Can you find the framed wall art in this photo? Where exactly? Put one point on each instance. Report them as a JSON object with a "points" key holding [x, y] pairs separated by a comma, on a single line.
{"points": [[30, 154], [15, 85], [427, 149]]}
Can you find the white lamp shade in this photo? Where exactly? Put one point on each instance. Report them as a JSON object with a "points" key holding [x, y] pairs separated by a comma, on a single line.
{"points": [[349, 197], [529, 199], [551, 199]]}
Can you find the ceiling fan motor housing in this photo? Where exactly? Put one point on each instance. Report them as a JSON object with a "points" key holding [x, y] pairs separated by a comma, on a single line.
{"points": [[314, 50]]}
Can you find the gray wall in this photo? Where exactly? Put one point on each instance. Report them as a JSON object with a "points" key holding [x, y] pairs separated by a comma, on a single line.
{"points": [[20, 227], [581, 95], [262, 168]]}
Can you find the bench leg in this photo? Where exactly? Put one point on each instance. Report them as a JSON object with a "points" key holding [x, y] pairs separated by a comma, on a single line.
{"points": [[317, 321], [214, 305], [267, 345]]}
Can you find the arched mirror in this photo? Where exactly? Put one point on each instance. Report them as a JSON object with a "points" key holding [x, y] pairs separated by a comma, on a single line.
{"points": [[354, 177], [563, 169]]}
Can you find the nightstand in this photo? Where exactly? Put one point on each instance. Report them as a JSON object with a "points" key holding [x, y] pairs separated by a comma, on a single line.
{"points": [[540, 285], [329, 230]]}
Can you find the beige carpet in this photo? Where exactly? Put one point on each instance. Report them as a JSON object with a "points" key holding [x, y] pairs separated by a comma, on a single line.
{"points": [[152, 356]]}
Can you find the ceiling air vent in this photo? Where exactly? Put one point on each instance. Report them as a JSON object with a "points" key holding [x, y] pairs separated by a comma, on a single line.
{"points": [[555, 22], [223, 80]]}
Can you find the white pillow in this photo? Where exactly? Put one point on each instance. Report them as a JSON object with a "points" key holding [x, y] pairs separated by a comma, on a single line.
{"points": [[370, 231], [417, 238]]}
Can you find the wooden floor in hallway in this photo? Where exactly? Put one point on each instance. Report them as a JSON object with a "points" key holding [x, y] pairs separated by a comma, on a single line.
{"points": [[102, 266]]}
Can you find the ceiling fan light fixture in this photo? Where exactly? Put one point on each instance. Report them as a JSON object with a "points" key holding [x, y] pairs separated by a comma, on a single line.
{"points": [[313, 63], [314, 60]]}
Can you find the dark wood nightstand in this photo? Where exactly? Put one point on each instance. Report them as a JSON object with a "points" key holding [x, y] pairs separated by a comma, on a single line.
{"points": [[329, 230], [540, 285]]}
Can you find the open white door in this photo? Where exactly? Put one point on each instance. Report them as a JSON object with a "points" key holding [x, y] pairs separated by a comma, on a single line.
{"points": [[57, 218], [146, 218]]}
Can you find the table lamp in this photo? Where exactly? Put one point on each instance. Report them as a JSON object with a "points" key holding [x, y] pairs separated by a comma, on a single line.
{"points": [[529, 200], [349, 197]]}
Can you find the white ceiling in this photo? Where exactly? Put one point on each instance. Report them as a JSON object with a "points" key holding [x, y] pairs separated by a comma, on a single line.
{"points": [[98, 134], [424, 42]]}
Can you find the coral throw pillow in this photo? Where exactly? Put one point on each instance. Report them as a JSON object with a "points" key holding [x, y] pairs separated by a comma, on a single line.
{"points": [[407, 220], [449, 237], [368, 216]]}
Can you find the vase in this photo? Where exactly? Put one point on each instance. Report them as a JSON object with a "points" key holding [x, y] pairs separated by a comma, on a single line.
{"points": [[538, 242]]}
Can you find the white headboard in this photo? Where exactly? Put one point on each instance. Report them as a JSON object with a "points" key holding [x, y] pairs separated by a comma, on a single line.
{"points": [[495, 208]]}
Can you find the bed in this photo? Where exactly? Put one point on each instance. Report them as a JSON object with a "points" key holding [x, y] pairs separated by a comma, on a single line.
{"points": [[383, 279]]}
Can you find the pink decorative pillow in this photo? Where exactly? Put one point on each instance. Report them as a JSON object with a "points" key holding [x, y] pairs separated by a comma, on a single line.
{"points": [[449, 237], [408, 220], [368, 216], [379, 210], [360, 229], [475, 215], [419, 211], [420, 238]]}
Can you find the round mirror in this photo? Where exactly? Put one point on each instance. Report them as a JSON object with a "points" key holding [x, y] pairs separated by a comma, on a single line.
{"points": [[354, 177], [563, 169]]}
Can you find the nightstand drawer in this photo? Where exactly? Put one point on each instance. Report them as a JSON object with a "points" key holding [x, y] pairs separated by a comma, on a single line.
□ □ □ □
> Instructions for the task
Rewrite the entries as a numbered list, one line per item and blank lines omitted. Begin at the line that contains "Can you find the table" and continue through the last line of the entries.

> Expected answer
1. Can you find the table lamp in this photo? Where exactly? Put one point on each instance. Report them as a JSON object with a "points" key holding [x, y] pairs separated by a comma, on a single line.
2. {"points": [[529, 200], [349, 197]]}
3. Can you find the white ceiling in this photo? Where exactly? Put one point on each instance. Report them as a JSON object with a "points" key holding [x, y] pairs separated by a comma, on a single line.
4. {"points": [[98, 134], [424, 42]]}
5. Can you find the coral throw pillow in this photo? Where exactly? Put one point on each instance. Report them as a JSON object with a "points" key holding [x, y] pairs separated by a comma, on a single line.
6. {"points": [[407, 220], [449, 237], [368, 216]]}
7. Can you find the vase in this photo? Where exactly? Put one point on each instance. Report them as a JSON object with a "points" key holding [x, y] pairs separated by a comma, on a single line.
8. {"points": [[538, 242]]}
9. Can you find the white headboard in this photo? Where exactly? Put one point on each instance. Report them as a JSON object with a "points" key holding [x, y] pairs separated by a comma, on a single line.
10. {"points": [[495, 208]]}
11. Can you find the bed in this photo? Where exactly? Put one point on each instance. Report them as a JSON object with a "points" key holding [x, y] pairs separated by a comma, on a single line.
12. {"points": [[383, 279]]}
13. Can you find the pink decorative pillow in this photo? Where exactly? Put one point on each instance. Report them as a JSON object with a "points" key holding [x, y] pairs separated by a comma, on a single line.
14. {"points": [[449, 237], [408, 220], [368, 216], [379, 210], [360, 229], [475, 215], [419, 211], [420, 238]]}
15. Can you find the round mirror in this photo? Where exactly? Put one point on each instance. Report them as a JSON object with a "points" key holding [x, y] pairs separated by a comma, on a single line.
16. {"points": [[354, 177], [563, 169]]}
17. Can you find the nightstand drawer in this photo? Where exactly? Put one point on each instance. Report them as a JSON object with a "points" key holding [x, y] pairs separated by a comma, on a single line.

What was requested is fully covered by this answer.